[Data items]

====

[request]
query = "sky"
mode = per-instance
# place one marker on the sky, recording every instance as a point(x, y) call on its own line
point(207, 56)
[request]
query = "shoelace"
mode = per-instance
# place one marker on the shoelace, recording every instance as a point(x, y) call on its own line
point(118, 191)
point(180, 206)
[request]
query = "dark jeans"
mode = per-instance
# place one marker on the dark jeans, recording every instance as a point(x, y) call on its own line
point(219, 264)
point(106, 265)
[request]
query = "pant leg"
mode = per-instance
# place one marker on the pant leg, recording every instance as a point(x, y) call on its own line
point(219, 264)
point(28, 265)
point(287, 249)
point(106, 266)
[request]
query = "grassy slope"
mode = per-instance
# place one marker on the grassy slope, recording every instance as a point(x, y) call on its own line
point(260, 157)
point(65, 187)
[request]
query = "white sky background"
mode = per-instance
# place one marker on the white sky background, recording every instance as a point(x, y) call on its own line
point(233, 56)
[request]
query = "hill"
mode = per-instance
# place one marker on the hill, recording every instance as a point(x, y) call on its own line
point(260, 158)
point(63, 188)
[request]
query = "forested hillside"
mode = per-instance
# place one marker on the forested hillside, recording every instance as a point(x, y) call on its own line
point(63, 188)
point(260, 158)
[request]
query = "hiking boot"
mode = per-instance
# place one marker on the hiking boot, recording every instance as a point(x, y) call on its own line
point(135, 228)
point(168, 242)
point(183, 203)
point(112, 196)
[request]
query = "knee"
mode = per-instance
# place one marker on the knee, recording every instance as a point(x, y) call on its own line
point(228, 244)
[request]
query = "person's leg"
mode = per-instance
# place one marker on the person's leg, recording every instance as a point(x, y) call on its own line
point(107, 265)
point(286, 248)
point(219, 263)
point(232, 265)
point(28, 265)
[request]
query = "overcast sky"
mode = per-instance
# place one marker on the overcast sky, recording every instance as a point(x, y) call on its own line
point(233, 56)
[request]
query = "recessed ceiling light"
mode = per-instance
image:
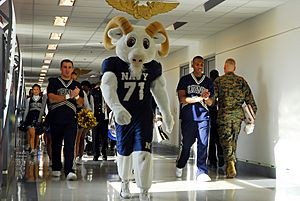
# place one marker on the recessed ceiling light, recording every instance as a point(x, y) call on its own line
point(60, 21)
point(66, 2)
point(55, 36)
point(47, 61)
point(52, 47)
point(49, 55)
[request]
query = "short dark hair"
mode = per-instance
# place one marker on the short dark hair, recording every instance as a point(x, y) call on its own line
point(86, 83)
point(67, 61)
point(214, 74)
point(36, 85)
point(197, 57)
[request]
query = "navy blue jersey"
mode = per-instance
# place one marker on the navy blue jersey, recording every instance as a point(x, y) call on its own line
point(194, 87)
point(136, 97)
point(63, 112)
point(133, 94)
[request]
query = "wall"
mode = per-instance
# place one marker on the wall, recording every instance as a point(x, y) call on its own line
point(266, 50)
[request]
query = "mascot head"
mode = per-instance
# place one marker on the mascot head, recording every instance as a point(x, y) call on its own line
point(135, 45)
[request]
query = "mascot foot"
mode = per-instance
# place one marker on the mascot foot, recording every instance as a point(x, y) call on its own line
point(125, 192)
point(230, 169)
point(144, 195)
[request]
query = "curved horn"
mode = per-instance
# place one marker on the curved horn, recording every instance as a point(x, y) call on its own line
point(117, 21)
point(154, 28)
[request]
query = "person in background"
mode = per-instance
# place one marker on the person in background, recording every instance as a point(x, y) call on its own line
point(74, 76)
point(100, 132)
point(195, 92)
point(231, 91)
point(88, 104)
point(64, 95)
point(32, 111)
point(215, 152)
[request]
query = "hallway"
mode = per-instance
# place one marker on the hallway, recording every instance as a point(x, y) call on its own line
point(98, 180)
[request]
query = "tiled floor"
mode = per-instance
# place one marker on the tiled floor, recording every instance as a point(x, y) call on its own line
point(99, 181)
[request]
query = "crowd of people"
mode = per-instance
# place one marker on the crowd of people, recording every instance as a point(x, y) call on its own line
point(210, 111)
point(66, 97)
point(212, 108)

====

### [Required work]
Reproduce every one of the items above word for word, leaving out the pictures.

### [Task answer]
[request]
query = "sky"
mode = per-instance
# place one marker on the sky, recording every instance as a point(x, y) call on its own line
point(207, 56)
[request]
query = "shoelace"
mode = per-instance
# place one marker on the shoelace, recording every instance as a point(x, y) call on its own line
point(118, 191)
point(180, 206)
[request]
query = "dark jeans"
mode = per-instance
# place one marker on the dark jeans, recording every instance as a point(x, y) call on its own line
point(219, 264)
point(106, 265)
[request]
query = "pant leg"
mode = per-instance
# place one marker on the pant leg, recording every instance as a point(x, y) call on its own line
point(219, 264)
point(28, 265)
point(287, 249)
point(106, 266)
[request]
query = "grassy slope"
mode = per-instance
# place one marker on the grassy slope, recording every instance as a point(x, y) call on its own line
point(260, 157)
point(65, 187)
[request]
query = "white sky background"
mode = per-instance
# place one marker on the white sky background, recording every instance as a point(x, y) call on its own line
point(233, 56)
[request]
query = "hill"
mode = per-instance
# place one marker on the hill, recording every instance as a point(x, y) call on its own line
point(260, 158)
point(63, 188)
[request]
query = "forested hillside"
mode = per-instance
# place one marker on the forested hillside, recording every instance as a point(x, y) call on its own line
point(63, 188)
point(260, 158)
[request]
query = "hiking boot"
mode = per-instance
# place one marker on the hiking boot, recording every instance as a point(x, y) call on its own line
point(135, 228)
point(168, 242)
point(183, 203)
point(112, 196)
[request]
query = "knee"
mode = per-instance
# place one marker on the knee, recording every instance as a point(x, y) call on its own line
point(228, 244)
[request]
query = "person's leg"
mode = per-instance
# place one marker on the person's leg, recording every instance as a point(x, y) call on its own line
point(107, 265)
point(286, 248)
point(219, 263)
point(232, 265)
point(28, 265)
[request]
query = "overcast sky"
mode = per-instance
# place one marker on the overcast sky, recording every instance as a point(x, y) call on its own line
point(233, 56)
[request]
query = "recessed ceiling light"
mode = per-instance
image:
# place one marker on the recessed ceiling light, recording every instance as a point(x, y) call on its own line
point(60, 21)
point(66, 2)
point(55, 36)
point(47, 61)
point(52, 47)
point(49, 55)
[request]
query = "short dark hair"
mode = per-instance
# place one marker on the short dark hair, recording every instance as a point(x, y) call on its own line
point(86, 83)
point(67, 61)
point(214, 74)
point(36, 85)
point(197, 57)
[request]
query = "navy blue jersey"
mode = per-instance
# place one marker on the navy blue jersey, recording every instance as a point(x, y) call on its own line
point(194, 87)
point(136, 97)
point(63, 112)
point(133, 94)
[request]
query = "wall"
mode = per-instance
# place one marker on the wall, recording every instance as a point(x, y) call on its own line
point(266, 50)
[request]
query = "mascot head"
mode = per-instance
# place one marker on the mascot head, recording every instance as a point(x, y) call on its own line
point(135, 45)
[request]
query = "mascot foot"
mode = per-instance
# place one marker on the mascot foot, recording every instance as a point(x, y) call on its own line
point(125, 192)
point(230, 169)
point(144, 195)
[request]
query = "curved horn"
mode = per-instance
# place one marker on the curved horn, recording every instance as a point(x, y) call on its own line
point(117, 21)
point(154, 28)
[request]
query = "person in background"
mode = per-instance
# place one marker on the person in background, recording every instance as a point(x, y) call on its own line
point(74, 76)
point(100, 132)
point(195, 92)
point(231, 91)
point(88, 104)
point(64, 95)
point(32, 111)
point(215, 152)
[request]
query = "hallway"
mode = per-instance
# place one marker on the hallway, recording every instance as a point(x, y) call on its own line
point(98, 180)
[request]
query = "tiled floor"
mode = per-instance
# place one marker on the tiled floor, recording every instance as a point(x, y) call on its own line
point(99, 181)
[request]
query = "crowd of people"
mode = per-instance
# place one marker on the crowd of people, recording every instance as a point(x, y) call on its own line
point(210, 111)
point(66, 97)
point(212, 108)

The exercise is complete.